List every line of the material below that contains the word "ridge", copying each line in full. Case counts.

===== PROVIDED RECORDS =====

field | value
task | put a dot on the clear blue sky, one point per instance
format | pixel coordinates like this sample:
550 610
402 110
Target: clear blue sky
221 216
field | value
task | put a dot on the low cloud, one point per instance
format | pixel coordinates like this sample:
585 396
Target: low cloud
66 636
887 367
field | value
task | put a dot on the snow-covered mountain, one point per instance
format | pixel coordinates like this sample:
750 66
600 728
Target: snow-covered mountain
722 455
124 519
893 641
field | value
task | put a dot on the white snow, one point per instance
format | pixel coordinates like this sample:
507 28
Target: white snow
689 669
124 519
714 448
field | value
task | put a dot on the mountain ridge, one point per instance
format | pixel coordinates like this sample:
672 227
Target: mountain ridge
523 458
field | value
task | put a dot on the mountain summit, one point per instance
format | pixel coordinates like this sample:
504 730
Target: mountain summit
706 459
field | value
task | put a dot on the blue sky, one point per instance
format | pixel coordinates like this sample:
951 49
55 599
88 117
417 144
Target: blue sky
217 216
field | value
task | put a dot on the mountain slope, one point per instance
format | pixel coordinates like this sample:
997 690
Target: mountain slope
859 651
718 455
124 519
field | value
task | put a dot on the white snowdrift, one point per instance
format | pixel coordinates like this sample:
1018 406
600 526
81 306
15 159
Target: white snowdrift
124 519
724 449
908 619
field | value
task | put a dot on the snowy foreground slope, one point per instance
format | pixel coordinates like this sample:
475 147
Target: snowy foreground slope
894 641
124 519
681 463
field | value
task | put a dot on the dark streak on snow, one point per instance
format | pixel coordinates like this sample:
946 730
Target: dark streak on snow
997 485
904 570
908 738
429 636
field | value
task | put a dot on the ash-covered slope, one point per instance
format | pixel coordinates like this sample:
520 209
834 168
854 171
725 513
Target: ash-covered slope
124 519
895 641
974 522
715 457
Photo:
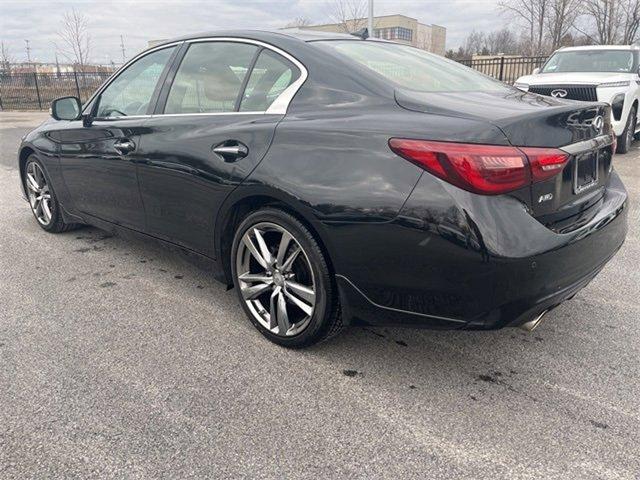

=====

ANSWER IN FULL:
task | put a dot on the mountain ridge, one point per instance
Target: mountain ridge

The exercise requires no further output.